╔══
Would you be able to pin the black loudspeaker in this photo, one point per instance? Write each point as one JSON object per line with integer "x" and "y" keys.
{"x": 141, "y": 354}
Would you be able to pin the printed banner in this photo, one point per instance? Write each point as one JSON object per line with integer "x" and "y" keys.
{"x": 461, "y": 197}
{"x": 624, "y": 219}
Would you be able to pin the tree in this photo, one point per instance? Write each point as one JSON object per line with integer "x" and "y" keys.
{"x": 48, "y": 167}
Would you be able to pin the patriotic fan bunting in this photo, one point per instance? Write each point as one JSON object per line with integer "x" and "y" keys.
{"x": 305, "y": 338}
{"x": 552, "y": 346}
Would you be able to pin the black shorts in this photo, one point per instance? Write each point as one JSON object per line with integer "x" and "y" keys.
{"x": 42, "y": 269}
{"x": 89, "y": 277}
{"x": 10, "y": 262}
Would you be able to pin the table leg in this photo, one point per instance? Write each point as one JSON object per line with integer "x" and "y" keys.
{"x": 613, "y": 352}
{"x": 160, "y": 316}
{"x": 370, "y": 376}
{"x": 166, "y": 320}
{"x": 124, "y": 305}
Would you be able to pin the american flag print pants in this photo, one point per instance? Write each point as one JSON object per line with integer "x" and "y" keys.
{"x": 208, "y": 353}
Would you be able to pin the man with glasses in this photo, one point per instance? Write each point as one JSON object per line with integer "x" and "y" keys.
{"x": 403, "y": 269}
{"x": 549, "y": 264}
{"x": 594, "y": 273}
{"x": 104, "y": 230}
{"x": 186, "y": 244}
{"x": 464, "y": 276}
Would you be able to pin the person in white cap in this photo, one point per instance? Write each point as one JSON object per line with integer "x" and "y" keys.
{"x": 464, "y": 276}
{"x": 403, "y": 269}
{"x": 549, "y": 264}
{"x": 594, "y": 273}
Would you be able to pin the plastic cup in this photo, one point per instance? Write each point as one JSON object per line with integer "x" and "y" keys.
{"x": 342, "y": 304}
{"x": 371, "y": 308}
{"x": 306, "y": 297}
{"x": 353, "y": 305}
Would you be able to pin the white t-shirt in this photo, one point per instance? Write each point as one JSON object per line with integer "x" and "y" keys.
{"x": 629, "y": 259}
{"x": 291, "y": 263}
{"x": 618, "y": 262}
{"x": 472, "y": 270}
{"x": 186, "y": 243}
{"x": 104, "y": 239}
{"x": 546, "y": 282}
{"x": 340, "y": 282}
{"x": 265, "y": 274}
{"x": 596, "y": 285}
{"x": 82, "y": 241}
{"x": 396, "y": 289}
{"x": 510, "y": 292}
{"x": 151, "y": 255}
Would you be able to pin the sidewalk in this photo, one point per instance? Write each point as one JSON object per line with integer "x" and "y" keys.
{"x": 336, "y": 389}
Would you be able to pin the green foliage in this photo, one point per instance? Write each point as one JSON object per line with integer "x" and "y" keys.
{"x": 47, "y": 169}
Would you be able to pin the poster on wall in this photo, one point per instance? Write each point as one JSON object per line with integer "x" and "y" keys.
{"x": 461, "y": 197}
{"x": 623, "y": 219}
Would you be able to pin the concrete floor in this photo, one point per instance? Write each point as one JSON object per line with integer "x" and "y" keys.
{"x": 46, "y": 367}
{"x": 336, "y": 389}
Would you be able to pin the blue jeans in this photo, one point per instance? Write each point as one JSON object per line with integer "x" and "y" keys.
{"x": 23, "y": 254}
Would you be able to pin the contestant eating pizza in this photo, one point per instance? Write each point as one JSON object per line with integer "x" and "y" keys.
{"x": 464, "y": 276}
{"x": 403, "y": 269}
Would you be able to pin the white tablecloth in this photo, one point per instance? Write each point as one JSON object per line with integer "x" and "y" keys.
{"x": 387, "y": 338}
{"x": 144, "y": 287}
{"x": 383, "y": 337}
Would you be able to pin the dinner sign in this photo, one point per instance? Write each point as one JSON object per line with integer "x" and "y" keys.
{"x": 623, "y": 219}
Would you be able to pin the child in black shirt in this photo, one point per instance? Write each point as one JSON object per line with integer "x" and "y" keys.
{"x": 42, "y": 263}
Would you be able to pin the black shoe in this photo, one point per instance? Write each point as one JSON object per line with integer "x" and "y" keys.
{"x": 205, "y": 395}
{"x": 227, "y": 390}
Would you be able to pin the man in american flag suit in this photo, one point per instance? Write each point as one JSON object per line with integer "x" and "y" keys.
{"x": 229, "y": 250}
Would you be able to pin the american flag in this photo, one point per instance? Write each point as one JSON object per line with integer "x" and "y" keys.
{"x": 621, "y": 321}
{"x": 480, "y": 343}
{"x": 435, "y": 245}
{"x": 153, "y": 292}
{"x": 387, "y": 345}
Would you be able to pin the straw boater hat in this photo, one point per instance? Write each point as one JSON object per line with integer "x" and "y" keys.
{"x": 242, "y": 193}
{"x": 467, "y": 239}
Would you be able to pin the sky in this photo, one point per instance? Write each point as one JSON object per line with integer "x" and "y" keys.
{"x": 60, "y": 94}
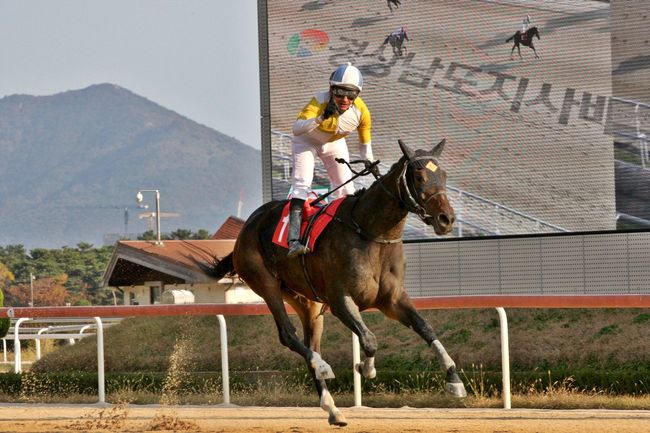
╚══
— Work required —
Please copy every one of the lines above word for word, leaving out the picture.

— Worked answer —
Would you be able to pin the black loudspeaker in this photo, one point per instance? Write each point as one JSON object per line with integer "x" and "y" keys.
{"x": 141, "y": 354}
Would you be able to pin the printed banner in this photo, one point per instance? Write each point as one JSON object per line with integer "x" and "y" keys.
{"x": 461, "y": 197}
{"x": 624, "y": 219}
Would you be able to pin the tree in this photo, one point per instance? Write each point as one JSON object per line with integer "x" and "y" keys.
{"x": 48, "y": 167}
Would you be able to pin the patriotic fan bunting in this photo, one point per instance? Write each point as one JSON object per line with integer "x" and "y" keys.
{"x": 305, "y": 338}
{"x": 552, "y": 346}
Would you be able to pin the black shorts in this photo, one point per instance? Write each point as one JSON object per line with integer "x" and "y" keys.
{"x": 42, "y": 269}
{"x": 89, "y": 277}
{"x": 10, "y": 262}
Would you be able to pin the table leg in this photo, one point per instance? Write each point as one JSON object per line with integer "x" and "y" keys.
{"x": 613, "y": 352}
{"x": 160, "y": 316}
{"x": 370, "y": 376}
{"x": 166, "y": 320}
{"x": 124, "y": 305}
Would you be able to pin the american flag print pants in this photo, one point per instance? Write each point as one JSON object per line with integer "x" and "y" keys.
{"x": 208, "y": 353}
Would you be able to pin the man with glasses in this photo, one point per instance? Write each point as one JSON object per line with integer "x" and "y" keys.
{"x": 403, "y": 269}
{"x": 549, "y": 264}
{"x": 594, "y": 273}
{"x": 104, "y": 230}
{"x": 186, "y": 244}
{"x": 464, "y": 276}
Would you be able to pin the person in white cap in this photo, one point per instance? Write each point as one JSON object per line with integer "x" and "y" keys.
{"x": 464, "y": 276}
{"x": 403, "y": 269}
{"x": 549, "y": 264}
{"x": 594, "y": 273}
Would you be able to pin the plastic cup in this photo, one point per instance? Write each point as one JSON object per line with integer "x" and "y" keys.
{"x": 342, "y": 304}
{"x": 371, "y": 308}
{"x": 306, "y": 297}
{"x": 353, "y": 305}
Would you be able to pin the white t-shirt in this photo, one point per instance? Write each point as one JSON object per line with integer "x" and "y" keys.
{"x": 629, "y": 259}
{"x": 291, "y": 263}
{"x": 618, "y": 262}
{"x": 472, "y": 270}
{"x": 186, "y": 243}
{"x": 104, "y": 239}
{"x": 546, "y": 282}
{"x": 340, "y": 282}
{"x": 265, "y": 274}
{"x": 596, "y": 285}
{"x": 82, "y": 241}
{"x": 396, "y": 289}
{"x": 510, "y": 292}
{"x": 151, "y": 255}
Would you be able to pin the sidewalk in this photo, one point per instance? Write each point as one JSON object per line with integer "x" and "y" keys.
{"x": 336, "y": 389}
Would you be able to pin the green foliage in this photo, one point per instance? Write each point as one JSON object per line with integer "x" and "y" keys.
{"x": 47, "y": 169}
Would you be able to pin the poster on wall in this photo, one point per instance? Write each point as one JSON object per line with integer "x" and "y" keys.
{"x": 461, "y": 197}
{"x": 623, "y": 219}
Would you be able to pin the concrete floor in this photo, one point per instance? Write each point as one JSON object per line with integer "x" and "y" keys.
{"x": 46, "y": 367}
{"x": 336, "y": 389}
Would you be able to pin the blue jeans in this photo, one point per instance? Write each point as one JSON object per line with integer "x" and "y" keys.
{"x": 23, "y": 254}
Would you be able to pin the contestant eating pizza in this photo, one point per instance? Write each point as one JSON object per line with integer "x" and "y" keys.
{"x": 464, "y": 276}
{"x": 403, "y": 269}
Would you be able to pin the white tablecloth in this photo, one point per instance? Write each point as one JSON object per line with integer "x" and "y" keys.
{"x": 387, "y": 338}
{"x": 144, "y": 287}
{"x": 383, "y": 337}
Would you be able to pin the dinner sign in this photo, one point per instance? Write each point as one JSON object per line with integer "x" and "y" keys.
{"x": 623, "y": 219}
Would you be able to pin the child in black shirt in this photo, one point per instance? Write each point as one JSON object per line with integer "x" and "y" keys.
{"x": 42, "y": 263}
Would you be able to pin the black shoe in this photo, one point per instance? Write each point as one JSON object per line with integer "x" and "y" keys.
{"x": 205, "y": 395}
{"x": 227, "y": 390}
Would you be able to pin the man in american flag suit in this photo, one point per instance? Write each point as one JSON object per line with integer "x" and "y" keys.
{"x": 229, "y": 250}
Would you be able to pin the american flag in this photo, one point per instance? Write each point as one JSON object per line with integer "x" and "y" keys.
{"x": 621, "y": 321}
{"x": 480, "y": 343}
{"x": 435, "y": 245}
{"x": 153, "y": 292}
{"x": 387, "y": 345}
Would you be able to pin the straw boater hat in this photo, one point per instance? Write each point as one JSON object per line with integer "x" and "y" keys.
{"x": 242, "y": 193}
{"x": 467, "y": 239}
Would you be able to pin the sky in this photo, one point per instance? Write each point as one JSON object per line with integer "x" and "y" keys.
{"x": 60, "y": 94}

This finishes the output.